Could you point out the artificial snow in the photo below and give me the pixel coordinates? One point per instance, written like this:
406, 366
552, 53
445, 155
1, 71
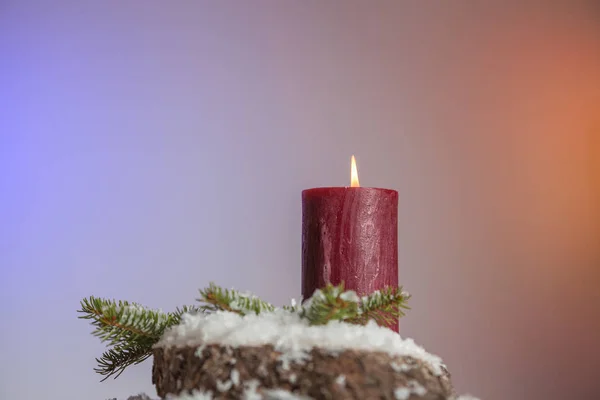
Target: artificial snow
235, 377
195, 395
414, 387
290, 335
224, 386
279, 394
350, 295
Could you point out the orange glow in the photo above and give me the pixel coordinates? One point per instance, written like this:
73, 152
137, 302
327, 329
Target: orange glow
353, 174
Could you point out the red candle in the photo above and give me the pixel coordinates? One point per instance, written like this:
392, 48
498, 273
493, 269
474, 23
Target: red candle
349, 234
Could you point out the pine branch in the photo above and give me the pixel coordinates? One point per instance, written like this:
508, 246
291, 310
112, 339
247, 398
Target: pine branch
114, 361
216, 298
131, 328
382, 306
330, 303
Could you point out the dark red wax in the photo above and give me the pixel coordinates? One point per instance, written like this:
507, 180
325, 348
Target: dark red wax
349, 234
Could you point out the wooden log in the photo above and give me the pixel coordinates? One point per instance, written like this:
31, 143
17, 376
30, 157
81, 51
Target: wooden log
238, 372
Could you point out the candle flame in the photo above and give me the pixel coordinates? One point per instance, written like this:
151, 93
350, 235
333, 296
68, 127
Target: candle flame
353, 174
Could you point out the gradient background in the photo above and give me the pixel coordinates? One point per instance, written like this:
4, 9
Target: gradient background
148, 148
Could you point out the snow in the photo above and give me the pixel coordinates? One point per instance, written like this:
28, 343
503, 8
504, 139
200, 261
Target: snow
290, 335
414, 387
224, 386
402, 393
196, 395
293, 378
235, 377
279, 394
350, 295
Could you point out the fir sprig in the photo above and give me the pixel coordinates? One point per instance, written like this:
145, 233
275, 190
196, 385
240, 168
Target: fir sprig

## GIVEN EXERCISE
Reproduce all the items above line for line, with no changes to wording, numbers, or punctuation. Leave the picture out of your copy.

## COMPLETE ANSWER
Could you point out the artificial snow in the photo below and give me the pixel coordinates? One point per instance, written like this:
406, 366
552, 53
445, 155
1, 71
Target: artificial snow
235, 377
195, 395
414, 387
290, 335
224, 386
279, 394
350, 295
Could you point out the orange glow in the photo above and give me the pixel coordinates? One point per instance, written like this:
73, 152
137, 302
327, 329
Target: orange glow
353, 174
Could you point out the red candle in the photo above and give me the pixel coordinates? One point per instance, written like this:
392, 48
498, 273
493, 269
474, 23
Target: red candle
349, 234
Could you point out the pine branch in the photo above and give me the pixel coordinates? One point per instance, written like this:
508, 246
291, 310
112, 339
247, 398
Target: pine branch
114, 361
216, 298
131, 328
382, 306
330, 303
Could you point out the dark red wax in the photo above and give me the pixel coordinates? One point per instance, written like this:
507, 180
325, 348
Target: dark red wax
349, 234
Could you point out the wooden log in the photo above and give me the pixel coordinates? One point per instance, written like this:
31, 143
17, 376
30, 157
81, 51
Target: wooden log
238, 372
Could you point out the candle flame in the photo above and give me the pixel coordinates? One point per instance, written like this:
151, 93
350, 235
333, 296
68, 127
Target: candle flame
353, 174
Could you point out the gradient background in the photo above and give me the pixel coordinates? One point per instance, written like this:
4, 9
Target: gradient background
148, 148
Could you point out the snow in the photo above and give me the pixel coordinates? One point per instance, written like this:
28, 343
503, 8
504, 139
200, 261
Target: snow
290, 335
414, 387
224, 386
402, 393
196, 395
293, 378
235, 377
279, 394
350, 295
Could you point out the fir sprig in the photo above and give me the pixel coordinates? One point per instance, written like this:
145, 233
275, 190
196, 385
240, 168
Target: fir sprig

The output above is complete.